Tujuan PUG Kementerian Keuangan, adalah:

  1. Memastikan seluruh kebijakan, program dan kegiatan Kementerian keuangan telah adil dan setara bagi perempuan dan laki-laki.
  2. Memastikan adanya keberlanjutan, pelestarian dan pengembangan kualitas penyelenggara PUG di Kementerian Keuangan.
  3. Memastikan bahwa seluruh jajaran Kementerian Keuangan memahami konsep, prinsip dan strategi PUG dalam penyelenggaraan pembangunan yang menjadi tugas, fungsi dan kewenangan Kementerian Keuangan.

Dengan kerja keras yang dilakukan oleh seluruh jajaran Kementerian Keuangan, Kementerian Keuangan berhasil memperoleh beberapa penghargaan dalam mengimplementasikan PUG, antara lain:

  1. Anugerah Parahita Ekapraya tingkat Pratama (2009);
  2. Anugerah Parahita Ekapraya tingkat Madya (2010 & 2011);
  3. Anugerah Parahita Ekapraya tingkat Utama (2012 & 2013);
  4. Anugerah Parahita Ekapraya tingkat Mentor (2014, 2016 & 2018);
  5. Anugerah Parahita Ekapraya (APE) merupakan suatu bentuk pengakuan dari pemerintah atas komitmen dan peran pimpinan Kemeterian/Lembaga dalam upaya mewujudkan Keadilan dan Kesetaraan Gender.

● **Tugas**
Jawablah pertanyaan ini berdasarkan halaman.
1. Menurut tujuan ketiga PUG, apa saja yang harus dipahami oleh seluruh jajaran Kementerian Keuangan?
2. Pada tahun berapa Kementerian Keuangan memperoleh Anugerah Parahita Ekapraya tingkat Pratama?
3. Pada tahun-tahun apa saja Kementerian Keuangan meraih Anugerah Parahita Ekapraya tingkat Mentor?
Item-item yang disertakan tidak berkaitan dengan isi halaman.

● **Data yang Diberikan**

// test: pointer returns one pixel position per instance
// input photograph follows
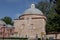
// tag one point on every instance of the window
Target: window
(0, 33)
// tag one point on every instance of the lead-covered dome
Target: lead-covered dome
(33, 10)
(2, 22)
(10, 26)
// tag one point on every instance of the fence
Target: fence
(13, 38)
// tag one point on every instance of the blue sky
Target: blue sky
(14, 8)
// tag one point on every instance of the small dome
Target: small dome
(10, 26)
(2, 22)
(33, 10)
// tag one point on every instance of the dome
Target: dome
(33, 10)
(2, 22)
(10, 26)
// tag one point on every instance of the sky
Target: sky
(14, 8)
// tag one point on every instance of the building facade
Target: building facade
(5, 30)
(31, 23)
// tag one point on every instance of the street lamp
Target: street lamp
(3, 32)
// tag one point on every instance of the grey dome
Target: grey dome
(33, 10)
(2, 22)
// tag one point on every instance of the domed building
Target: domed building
(5, 30)
(31, 23)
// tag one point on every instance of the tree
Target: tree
(57, 9)
(7, 20)
(53, 19)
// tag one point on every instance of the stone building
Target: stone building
(5, 30)
(31, 23)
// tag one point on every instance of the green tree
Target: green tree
(53, 19)
(57, 6)
(7, 20)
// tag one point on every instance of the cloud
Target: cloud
(12, 0)
(17, 15)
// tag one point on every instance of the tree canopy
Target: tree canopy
(53, 18)
(7, 20)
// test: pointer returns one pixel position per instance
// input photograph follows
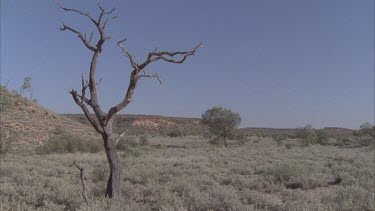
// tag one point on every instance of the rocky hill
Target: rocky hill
(32, 124)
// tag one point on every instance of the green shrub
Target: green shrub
(322, 137)
(126, 142)
(69, 143)
(218, 141)
(143, 140)
(131, 152)
(289, 145)
(5, 103)
(279, 138)
(307, 135)
(177, 132)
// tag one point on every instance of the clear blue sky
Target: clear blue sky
(278, 63)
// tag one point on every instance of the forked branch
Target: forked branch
(139, 72)
(79, 34)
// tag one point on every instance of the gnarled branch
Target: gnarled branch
(135, 76)
(79, 34)
(85, 110)
(154, 56)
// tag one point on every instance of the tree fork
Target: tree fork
(101, 121)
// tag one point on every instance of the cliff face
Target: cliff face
(32, 124)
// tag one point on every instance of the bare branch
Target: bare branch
(120, 136)
(144, 75)
(92, 33)
(82, 176)
(93, 121)
(77, 11)
(127, 53)
(154, 56)
(85, 85)
(79, 34)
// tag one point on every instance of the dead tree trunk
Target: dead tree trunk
(101, 121)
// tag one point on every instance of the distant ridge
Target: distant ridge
(32, 124)
(139, 122)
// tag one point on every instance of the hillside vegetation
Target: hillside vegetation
(170, 168)
(31, 124)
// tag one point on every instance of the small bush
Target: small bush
(131, 152)
(5, 103)
(322, 137)
(289, 145)
(279, 138)
(143, 140)
(307, 135)
(177, 132)
(126, 142)
(69, 143)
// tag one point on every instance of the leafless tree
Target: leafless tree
(100, 120)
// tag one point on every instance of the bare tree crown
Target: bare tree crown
(101, 118)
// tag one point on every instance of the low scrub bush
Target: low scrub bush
(218, 141)
(177, 132)
(126, 142)
(5, 103)
(69, 143)
(143, 140)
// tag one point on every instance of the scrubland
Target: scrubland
(190, 174)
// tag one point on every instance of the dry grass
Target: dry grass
(189, 174)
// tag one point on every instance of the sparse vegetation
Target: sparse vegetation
(307, 135)
(222, 122)
(6, 140)
(69, 143)
(194, 176)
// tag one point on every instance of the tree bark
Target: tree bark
(115, 166)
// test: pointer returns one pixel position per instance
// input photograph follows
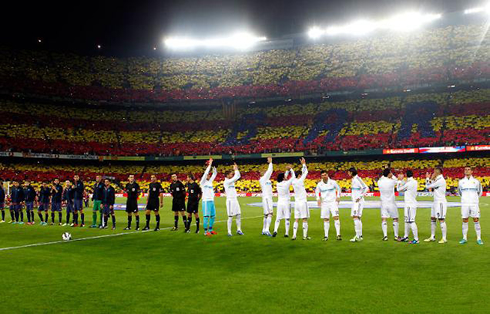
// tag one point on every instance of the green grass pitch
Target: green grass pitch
(173, 272)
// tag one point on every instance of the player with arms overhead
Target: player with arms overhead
(155, 202)
(232, 206)
(328, 197)
(267, 203)
(358, 191)
(470, 190)
(208, 208)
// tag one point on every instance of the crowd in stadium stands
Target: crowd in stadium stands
(411, 120)
(440, 55)
(250, 173)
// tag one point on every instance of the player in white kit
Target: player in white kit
(232, 205)
(328, 197)
(409, 187)
(301, 210)
(437, 183)
(470, 190)
(267, 203)
(386, 185)
(283, 200)
(359, 189)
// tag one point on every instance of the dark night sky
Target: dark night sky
(132, 28)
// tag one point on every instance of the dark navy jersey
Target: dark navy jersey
(78, 190)
(57, 193)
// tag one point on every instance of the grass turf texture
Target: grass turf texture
(174, 272)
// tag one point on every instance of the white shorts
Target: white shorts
(470, 210)
(268, 206)
(439, 210)
(301, 210)
(233, 207)
(283, 210)
(357, 208)
(409, 212)
(389, 210)
(329, 208)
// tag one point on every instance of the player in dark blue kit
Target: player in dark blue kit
(16, 200)
(78, 194)
(108, 200)
(43, 198)
(56, 196)
(29, 199)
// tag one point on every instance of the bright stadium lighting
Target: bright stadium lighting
(237, 41)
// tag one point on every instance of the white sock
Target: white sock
(276, 225)
(478, 230)
(432, 228)
(238, 220)
(415, 231)
(295, 229)
(229, 222)
(268, 223)
(407, 229)
(443, 229)
(326, 227)
(465, 230)
(395, 228)
(384, 227)
(337, 226)
(305, 229)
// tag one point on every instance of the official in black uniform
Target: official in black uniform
(155, 201)
(177, 189)
(194, 196)
(133, 191)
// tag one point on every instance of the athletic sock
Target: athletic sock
(465, 230)
(478, 230)
(432, 229)
(326, 227)
(395, 228)
(443, 230)
(228, 224)
(295, 229)
(337, 226)
(384, 227)
(415, 231)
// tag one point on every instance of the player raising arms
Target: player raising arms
(108, 200)
(470, 190)
(409, 187)
(133, 191)
(358, 190)
(389, 209)
(43, 197)
(301, 210)
(284, 200)
(195, 194)
(154, 203)
(177, 189)
(232, 206)
(437, 182)
(328, 197)
(208, 208)
(267, 203)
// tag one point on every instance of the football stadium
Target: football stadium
(332, 158)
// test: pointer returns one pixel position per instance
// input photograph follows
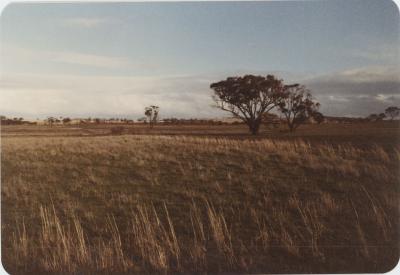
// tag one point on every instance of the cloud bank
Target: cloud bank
(356, 92)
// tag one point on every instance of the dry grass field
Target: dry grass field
(200, 199)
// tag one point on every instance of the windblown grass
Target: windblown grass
(135, 204)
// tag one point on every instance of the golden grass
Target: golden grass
(136, 204)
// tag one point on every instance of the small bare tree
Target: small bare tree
(151, 113)
(392, 112)
(297, 105)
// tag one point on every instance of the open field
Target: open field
(200, 199)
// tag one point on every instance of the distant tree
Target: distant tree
(248, 97)
(271, 120)
(151, 113)
(297, 105)
(376, 117)
(66, 120)
(318, 117)
(142, 119)
(381, 116)
(372, 117)
(392, 112)
(51, 120)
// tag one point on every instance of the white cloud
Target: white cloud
(88, 59)
(81, 96)
(85, 22)
(383, 52)
(18, 56)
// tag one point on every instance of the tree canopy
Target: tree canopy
(248, 97)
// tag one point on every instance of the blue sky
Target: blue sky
(113, 59)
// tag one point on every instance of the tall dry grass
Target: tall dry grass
(140, 204)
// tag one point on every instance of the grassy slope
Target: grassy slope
(157, 203)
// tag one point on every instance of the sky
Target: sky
(114, 59)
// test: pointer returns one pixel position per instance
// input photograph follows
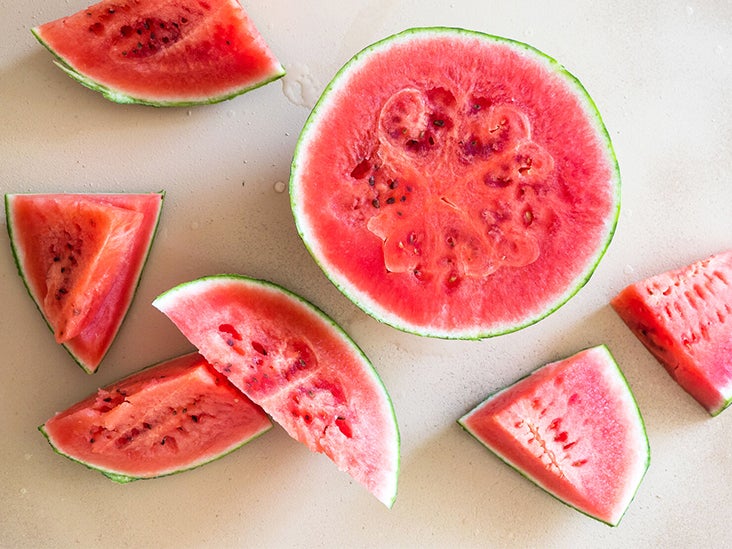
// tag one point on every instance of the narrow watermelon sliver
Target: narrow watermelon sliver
(684, 318)
(168, 418)
(573, 428)
(294, 362)
(162, 52)
(110, 237)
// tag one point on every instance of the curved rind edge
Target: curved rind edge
(474, 334)
(77, 360)
(125, 99)
(338, 330)
(643, 430)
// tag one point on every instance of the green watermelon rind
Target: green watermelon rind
(647, 448)
(374, 309)
(122, 478)
(119, 97)
(19, 268)
(337, 331)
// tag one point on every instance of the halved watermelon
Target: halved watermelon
(684, 318)
(162, 52)
(81, 257)
(168, 418)
(455, 184)
(299, 366)
(573, 428)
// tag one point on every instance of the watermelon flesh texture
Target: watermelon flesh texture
(168, 418)
(162, 52)
(455, 184)
(81, 258)
(574, 429)
(295, 363)
(684, 318)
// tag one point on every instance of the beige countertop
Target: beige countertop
(660, 73)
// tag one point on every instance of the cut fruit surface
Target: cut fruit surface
(303, 370)
(455, 184)
(573, 428)
(162, 52)
(81, 257)
(171, 417)
(684, 318)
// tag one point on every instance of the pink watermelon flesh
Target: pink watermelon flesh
(162, 52)
(299, 367)
(81, 257)
(574, 429)
(168, 418)
(684, 318)
(455, 184)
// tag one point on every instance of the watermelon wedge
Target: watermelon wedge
(167, 418)
(684, 318)
(162, 52)
(299, 366)
(81, 257)
(573, 428)
(455, 184)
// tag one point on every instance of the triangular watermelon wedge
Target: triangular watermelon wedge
(162, 52)
(572, 427)
(81, 257)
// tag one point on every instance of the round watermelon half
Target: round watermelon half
(455, 184)
(299, 366)
(167, 418)
(162, 52)
(573, 427)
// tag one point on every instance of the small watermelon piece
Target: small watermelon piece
(81, 257)
(573, 428)
(299, 366)
(162, 52)
(455, 184)
(167, 418)
(684, 318)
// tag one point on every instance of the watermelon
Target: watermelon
(162, 52)
(573, 428)
(81, 257)
(167, 418)
(299, 366)
(455, 184)
(684, 318)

● **Jawaban Lengkap**
1. Konsep, prinsip, dan strategi PUG dalam penyelenggaraan pembangunan yang menjadi tugas, fungsi, dan kewenangan Kementerian Keuangan.
2. Tahun 2009.
3. Tahun 2014, 2016, dan 2018.